**Your objective**
Count the lines in the material below that contain the string "railing". State only that number.

**Entries taken from a collection**
········

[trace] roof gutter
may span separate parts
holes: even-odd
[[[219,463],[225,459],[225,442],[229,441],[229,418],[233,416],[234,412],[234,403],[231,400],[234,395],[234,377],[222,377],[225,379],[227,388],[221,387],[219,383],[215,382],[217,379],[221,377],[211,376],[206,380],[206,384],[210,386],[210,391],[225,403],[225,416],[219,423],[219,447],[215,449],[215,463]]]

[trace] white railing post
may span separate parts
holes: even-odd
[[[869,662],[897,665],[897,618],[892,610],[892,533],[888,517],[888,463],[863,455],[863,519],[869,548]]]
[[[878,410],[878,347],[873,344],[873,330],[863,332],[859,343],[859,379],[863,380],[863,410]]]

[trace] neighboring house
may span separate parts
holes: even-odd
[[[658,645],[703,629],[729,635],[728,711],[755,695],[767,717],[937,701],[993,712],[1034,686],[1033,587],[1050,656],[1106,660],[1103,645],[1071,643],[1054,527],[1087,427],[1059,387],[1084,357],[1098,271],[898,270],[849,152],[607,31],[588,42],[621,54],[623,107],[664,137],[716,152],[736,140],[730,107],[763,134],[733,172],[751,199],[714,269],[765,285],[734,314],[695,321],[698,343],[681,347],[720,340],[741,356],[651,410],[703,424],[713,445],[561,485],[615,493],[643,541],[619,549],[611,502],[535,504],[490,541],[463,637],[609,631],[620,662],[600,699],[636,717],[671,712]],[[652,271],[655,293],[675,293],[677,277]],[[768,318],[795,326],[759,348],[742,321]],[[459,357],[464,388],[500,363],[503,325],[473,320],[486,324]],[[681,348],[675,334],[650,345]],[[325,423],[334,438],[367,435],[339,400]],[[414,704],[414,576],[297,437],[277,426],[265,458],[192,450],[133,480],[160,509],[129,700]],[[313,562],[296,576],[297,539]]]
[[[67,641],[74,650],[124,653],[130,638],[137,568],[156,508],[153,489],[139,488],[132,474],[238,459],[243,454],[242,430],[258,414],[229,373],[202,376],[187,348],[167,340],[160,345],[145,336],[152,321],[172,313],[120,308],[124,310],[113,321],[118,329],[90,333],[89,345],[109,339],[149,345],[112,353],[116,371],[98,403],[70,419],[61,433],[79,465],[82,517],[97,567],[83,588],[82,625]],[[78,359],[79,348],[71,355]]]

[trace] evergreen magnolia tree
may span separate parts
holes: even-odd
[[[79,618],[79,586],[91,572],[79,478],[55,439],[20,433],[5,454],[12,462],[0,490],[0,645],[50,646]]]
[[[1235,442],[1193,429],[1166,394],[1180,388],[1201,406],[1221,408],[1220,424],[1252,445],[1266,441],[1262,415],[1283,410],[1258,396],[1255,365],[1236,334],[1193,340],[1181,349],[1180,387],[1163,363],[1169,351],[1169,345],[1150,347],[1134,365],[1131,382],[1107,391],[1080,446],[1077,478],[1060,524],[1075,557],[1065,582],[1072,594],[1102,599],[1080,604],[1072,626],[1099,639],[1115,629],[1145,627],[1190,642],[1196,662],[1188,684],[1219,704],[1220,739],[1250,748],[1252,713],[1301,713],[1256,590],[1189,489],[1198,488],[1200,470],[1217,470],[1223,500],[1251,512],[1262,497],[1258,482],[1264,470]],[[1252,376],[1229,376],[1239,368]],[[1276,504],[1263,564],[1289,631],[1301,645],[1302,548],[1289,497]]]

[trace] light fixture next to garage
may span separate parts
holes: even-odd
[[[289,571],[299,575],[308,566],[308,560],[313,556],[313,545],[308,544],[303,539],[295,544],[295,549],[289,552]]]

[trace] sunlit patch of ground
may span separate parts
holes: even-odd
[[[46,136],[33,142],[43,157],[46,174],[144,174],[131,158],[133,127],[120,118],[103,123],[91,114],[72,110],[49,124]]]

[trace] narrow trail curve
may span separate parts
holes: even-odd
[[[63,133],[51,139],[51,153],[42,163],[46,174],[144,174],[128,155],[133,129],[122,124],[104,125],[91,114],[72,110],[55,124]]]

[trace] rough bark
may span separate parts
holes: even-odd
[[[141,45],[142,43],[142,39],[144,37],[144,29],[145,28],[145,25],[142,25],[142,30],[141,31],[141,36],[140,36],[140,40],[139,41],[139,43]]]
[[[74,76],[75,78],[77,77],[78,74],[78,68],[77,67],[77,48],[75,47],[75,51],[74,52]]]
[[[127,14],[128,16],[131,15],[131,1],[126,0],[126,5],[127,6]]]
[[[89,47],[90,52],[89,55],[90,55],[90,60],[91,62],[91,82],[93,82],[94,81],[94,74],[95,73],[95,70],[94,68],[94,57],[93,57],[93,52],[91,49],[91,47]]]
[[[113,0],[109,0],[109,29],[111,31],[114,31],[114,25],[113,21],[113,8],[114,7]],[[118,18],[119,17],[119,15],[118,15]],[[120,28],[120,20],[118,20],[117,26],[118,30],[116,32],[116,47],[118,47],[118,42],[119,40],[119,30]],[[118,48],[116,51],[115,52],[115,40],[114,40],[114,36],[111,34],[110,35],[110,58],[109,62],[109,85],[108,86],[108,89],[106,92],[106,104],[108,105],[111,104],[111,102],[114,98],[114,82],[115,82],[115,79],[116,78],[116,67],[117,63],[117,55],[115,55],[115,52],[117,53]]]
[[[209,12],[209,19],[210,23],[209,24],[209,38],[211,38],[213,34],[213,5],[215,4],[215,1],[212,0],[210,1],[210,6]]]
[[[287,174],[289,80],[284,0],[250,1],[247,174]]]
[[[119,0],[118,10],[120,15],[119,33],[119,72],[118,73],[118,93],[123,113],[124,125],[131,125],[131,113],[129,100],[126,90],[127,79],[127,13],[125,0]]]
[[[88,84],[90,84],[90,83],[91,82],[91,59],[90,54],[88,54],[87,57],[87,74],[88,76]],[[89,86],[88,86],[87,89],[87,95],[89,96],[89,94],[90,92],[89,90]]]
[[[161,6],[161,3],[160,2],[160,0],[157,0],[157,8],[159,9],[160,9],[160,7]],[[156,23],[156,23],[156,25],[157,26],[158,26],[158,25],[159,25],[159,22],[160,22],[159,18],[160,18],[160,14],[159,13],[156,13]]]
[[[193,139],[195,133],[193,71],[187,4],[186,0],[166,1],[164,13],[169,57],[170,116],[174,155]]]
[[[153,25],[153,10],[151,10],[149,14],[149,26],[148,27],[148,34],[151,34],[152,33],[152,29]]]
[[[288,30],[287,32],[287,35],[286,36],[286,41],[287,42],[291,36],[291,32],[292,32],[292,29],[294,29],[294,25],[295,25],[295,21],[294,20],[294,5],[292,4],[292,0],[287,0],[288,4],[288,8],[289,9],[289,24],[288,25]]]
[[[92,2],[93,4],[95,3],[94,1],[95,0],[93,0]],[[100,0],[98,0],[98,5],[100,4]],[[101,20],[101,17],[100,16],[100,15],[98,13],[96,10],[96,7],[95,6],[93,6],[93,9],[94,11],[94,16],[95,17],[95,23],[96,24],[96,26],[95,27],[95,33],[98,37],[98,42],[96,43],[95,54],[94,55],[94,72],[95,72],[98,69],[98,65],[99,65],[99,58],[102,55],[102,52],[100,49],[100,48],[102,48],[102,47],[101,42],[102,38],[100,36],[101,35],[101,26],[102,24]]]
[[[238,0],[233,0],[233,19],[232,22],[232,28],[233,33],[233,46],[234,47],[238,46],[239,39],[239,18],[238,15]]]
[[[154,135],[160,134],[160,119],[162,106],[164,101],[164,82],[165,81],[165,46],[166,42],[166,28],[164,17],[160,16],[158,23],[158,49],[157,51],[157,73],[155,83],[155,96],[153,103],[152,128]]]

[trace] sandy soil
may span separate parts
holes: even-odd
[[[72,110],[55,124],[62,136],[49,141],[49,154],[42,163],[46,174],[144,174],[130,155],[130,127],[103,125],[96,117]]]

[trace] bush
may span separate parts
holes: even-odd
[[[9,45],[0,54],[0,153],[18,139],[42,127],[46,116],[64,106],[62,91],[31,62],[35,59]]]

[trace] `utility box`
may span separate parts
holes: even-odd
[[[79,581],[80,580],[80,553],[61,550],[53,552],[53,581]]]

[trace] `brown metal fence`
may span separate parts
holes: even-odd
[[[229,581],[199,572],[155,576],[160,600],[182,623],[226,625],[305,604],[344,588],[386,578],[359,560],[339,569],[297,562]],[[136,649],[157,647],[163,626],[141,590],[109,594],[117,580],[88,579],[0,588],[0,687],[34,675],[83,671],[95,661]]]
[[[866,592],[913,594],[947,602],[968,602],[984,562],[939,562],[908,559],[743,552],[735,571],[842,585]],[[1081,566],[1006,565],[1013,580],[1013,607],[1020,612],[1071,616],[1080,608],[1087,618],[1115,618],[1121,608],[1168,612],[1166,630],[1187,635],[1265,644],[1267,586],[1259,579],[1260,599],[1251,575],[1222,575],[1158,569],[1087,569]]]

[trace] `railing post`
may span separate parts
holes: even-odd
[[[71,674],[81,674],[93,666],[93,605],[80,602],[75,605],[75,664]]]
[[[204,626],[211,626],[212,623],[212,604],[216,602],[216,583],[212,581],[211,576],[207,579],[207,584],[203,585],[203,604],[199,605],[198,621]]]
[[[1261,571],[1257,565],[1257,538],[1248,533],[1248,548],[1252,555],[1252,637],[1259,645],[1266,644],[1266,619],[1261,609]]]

········

**Solution for this exercise**
2